[slurm-users] Kinda Off-Topic: data management for Slurm clusters

Tue Feb 26 20:25:28 UTC 2019

But rsync -a will only help you if people are using identical or at 
least overlapping data sets?  And you don't need rsync to prune out old 
files.

On 2/26/19 1:53 AM, Janne Blomqvist wrote:
> On 22/02/2019 18.50, Will Dennis wrote:
>> Hi folks,
>>
>> Not directly Slurm-related, but... We have a couple of research groups 
>> that have large data sets they are processing via Slurm jobs 
>> (deep-learning applications) and are presently consuming the data via 
>> NFS mounts (both groups have 10G ethernet interconnects between the 
>> Slurm nodes and the NFS servers.) They are both now complaining of 
>> “too-long loading times” for the data, and are casting about for a way 
>> to bring the needed data onto the processing node, onto fast SSD 
>> single drives (or even SSD arrays.) These local drives would be 
>> considered “scratch space”, not for long-term data storage, but for 
>> use over the lifetime of a job, or maybe perhaps a few sequential jobs 
>> (given the nature of the work.) “Permanent” storage would remain the 
>> existing NFS servers. We don’t really have the funding for 25-100G 
>> networks and/or all-flash commercial data storage appliances (NetApp, 
>> Pure, etc.)

----------------------------------------

> Required task A:
Answer these from the Slurm data management thread, one line each:
(i) What interconnect do both research groups have between the Slurm nodes and the NFS servers?
(ii) What would remain the "permanent" storage?
(iii) According to the reply at the top, what do you not need rsync for?
> Required task B: Translate this sentence from the Slurm data management thread into Spanish: "And you don't need rsync to prune out old files."
> Required task C: Carry the Slurm data management thread forward from its last sentence.

> Given information:

----------------------------------------

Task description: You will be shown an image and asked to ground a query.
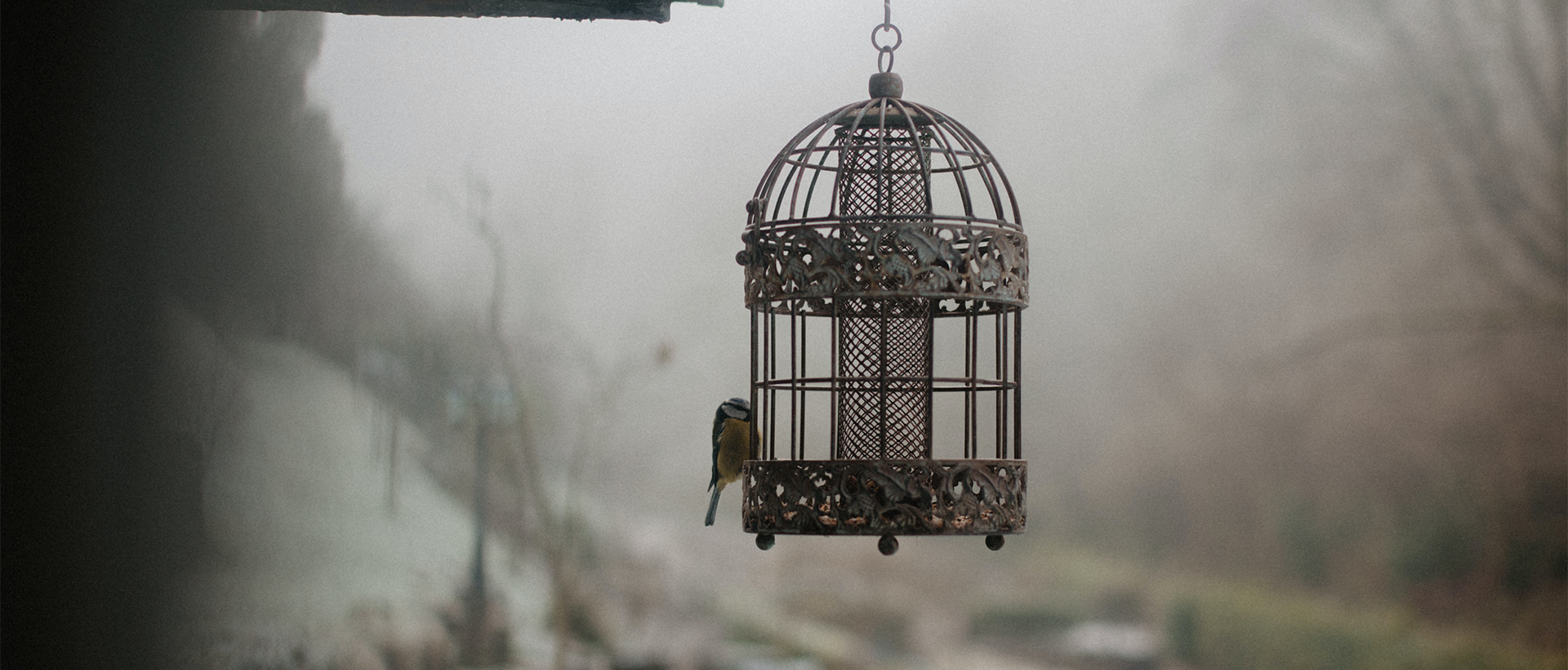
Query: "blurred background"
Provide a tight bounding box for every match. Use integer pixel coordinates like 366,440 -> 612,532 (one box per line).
0,0 -> 1568,670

----------------------------------------

> Task result A:
(i) 10G ethernet
(ii) The existing NFS servers
(iii) To prune out old files

> Task result B: Y no necesitas rsync para eliminar los archivos antiguos.

> Task result C:
>>
>> Any good patterns that I might be able to learn about implementing 
>> here? We have a few ideas floating about, but I figured this already 
>> may be a solved problem in this community...
> 
> We have a similar problem, many ML users with big datasets. We use 
> Lustre over IB, but the problem isn't IO bandwidth per se but rather 
> that the datasets tend to be very suboptimal for any kind of network fs 
> (lots and lots of small files). We do have node local disks which we 
> currently have configured so that a per-job /tmp is mounted on the local 
> disk, and then cleaned up at job exit. But this isn't really good for ML 
> type workflows, as even if they use the local disk a large fraction of 
> the job runtime is then spent copying the data from Lustre to the local 
> disk, only for the data to be blown away when the job ends.
> 
> Adding quotas to node local disks doesn't really work either, as we have 
> lots of users/groups sharing our resources, and thus if we'd allocate 
> the disk space using quotas each one would be getting a uselessly small 
> amount.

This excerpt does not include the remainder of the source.